• Stated goal
Lines from the one containing "[segment] <item>blurred person" through the end of the data are to be returned exactly, and no others.

• Information supplied
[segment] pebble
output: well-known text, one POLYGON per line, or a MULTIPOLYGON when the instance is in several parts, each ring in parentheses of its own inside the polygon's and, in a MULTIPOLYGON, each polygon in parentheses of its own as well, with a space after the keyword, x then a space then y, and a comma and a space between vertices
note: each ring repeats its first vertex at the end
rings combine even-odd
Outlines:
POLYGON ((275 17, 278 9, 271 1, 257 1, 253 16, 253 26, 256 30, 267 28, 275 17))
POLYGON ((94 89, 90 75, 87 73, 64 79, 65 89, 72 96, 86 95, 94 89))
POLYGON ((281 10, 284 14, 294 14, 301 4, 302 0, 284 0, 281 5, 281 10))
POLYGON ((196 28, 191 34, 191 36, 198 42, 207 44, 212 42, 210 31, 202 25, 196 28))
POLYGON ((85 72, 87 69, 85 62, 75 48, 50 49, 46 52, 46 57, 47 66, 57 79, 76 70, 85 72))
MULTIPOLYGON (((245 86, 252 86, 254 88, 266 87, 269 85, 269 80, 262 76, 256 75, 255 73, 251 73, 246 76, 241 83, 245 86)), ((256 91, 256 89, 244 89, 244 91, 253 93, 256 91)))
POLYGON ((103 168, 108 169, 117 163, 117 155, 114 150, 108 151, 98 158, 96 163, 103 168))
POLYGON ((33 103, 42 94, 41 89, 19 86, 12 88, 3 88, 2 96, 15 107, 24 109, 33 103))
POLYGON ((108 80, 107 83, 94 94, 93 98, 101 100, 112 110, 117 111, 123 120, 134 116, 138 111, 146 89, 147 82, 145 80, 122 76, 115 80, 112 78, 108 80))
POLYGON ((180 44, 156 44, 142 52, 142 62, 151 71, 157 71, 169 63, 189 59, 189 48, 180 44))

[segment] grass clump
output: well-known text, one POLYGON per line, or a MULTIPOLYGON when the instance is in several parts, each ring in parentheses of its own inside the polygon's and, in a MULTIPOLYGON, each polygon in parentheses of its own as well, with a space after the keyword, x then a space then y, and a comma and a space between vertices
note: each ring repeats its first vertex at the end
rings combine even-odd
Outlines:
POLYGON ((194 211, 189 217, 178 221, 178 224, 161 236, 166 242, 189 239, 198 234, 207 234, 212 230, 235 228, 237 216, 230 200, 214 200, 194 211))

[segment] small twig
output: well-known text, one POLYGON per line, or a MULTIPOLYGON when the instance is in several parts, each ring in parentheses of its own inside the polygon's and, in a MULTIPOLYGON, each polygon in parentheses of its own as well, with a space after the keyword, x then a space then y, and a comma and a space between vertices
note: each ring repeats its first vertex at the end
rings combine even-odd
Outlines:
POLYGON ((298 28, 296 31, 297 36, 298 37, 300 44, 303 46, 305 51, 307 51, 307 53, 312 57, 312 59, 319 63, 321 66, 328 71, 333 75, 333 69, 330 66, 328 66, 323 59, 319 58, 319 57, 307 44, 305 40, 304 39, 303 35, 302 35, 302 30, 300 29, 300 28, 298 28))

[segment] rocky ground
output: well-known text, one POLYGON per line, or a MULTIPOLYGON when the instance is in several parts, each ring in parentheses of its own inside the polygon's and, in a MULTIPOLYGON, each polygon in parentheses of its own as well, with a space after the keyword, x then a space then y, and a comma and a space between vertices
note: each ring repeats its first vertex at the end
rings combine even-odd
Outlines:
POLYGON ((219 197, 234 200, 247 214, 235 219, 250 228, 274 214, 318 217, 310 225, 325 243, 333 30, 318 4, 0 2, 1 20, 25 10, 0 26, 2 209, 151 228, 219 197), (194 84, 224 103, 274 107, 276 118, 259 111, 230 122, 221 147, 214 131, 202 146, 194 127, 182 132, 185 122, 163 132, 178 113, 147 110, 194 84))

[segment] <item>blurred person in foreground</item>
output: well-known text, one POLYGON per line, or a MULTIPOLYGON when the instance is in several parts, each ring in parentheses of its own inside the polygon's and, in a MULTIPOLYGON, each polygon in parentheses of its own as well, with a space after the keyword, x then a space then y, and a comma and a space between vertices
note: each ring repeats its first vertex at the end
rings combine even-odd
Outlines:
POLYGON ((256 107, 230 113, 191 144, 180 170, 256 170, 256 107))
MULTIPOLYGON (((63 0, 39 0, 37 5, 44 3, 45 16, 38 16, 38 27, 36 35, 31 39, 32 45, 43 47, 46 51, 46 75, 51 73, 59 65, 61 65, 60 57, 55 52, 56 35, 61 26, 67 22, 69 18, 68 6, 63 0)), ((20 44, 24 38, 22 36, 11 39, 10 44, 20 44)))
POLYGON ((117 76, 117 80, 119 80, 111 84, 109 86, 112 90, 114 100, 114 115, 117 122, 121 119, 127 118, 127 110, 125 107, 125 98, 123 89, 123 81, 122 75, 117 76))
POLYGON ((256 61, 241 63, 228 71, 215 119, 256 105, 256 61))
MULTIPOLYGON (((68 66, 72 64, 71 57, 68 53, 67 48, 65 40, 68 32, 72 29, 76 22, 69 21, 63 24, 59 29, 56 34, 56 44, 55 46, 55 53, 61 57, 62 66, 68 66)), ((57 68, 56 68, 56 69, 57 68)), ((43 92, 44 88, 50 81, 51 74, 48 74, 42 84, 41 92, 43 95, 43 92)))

• Result of the task
[segment] <item>blurred person in foreground</item>
output: well-known text, one POLYGON per line, or a MULTIPOLYGON when the instance is in several parts, each ring in parentheses of its own inside the polygon's and, in a MULTIPOLYGON, each polygon in parentheses of its own as well, with a space after the keyword, x then a space then y, and a comma and a space between vertices
note: each ring repeats its first vertex at the end
rings combine even-odd
Outlines:
POLYGON ((256 107, 230 113, 191 144, 180 170, 256 170, 256 107))
MULTIPOLYGON (((63 0, 39 0, 37 5, 44 3, 45 16, 38 16, 38 27, 36 35, 31 39, 32 45, 43 47, 46 51, 46 75, 51 73, 59 65, 61 65, 60 57, 55 52, 56 35, 61 26, 67 22, 69 18, 68 6, 63 0)), ((20 44, 24 38, 22 36, 11 39, 10 44, 20 44)))
POLYGON ((117 76, 117 80, 119 80, 111 84, 109 86, 112 90, 114 100, 114 115, 117 122, 121 119, 127 118, 127 110, 125 107, 125 98, 123 89, 123 81, 122 75, 117 76))
POLYGON ((256 61, 241 63, 228 71, 215 119, 256 105, 256 61))
MULTIPOLYGON (((68 66, 72 64, 71 57, 68 53, 67 48, 65 40, 68 32, 72 29, 76 22, 69 21, 63 24, 59 29, 56 34, 56 44, 55 46, 55 53, 61 57, 62 66, 68 66)), ((57 68, 56 68, 56 69, 57 68)), ((43 92, 44 88, 50 81, 51 74, 48 74, 42 84, 41 92, 43 95, 43 92)))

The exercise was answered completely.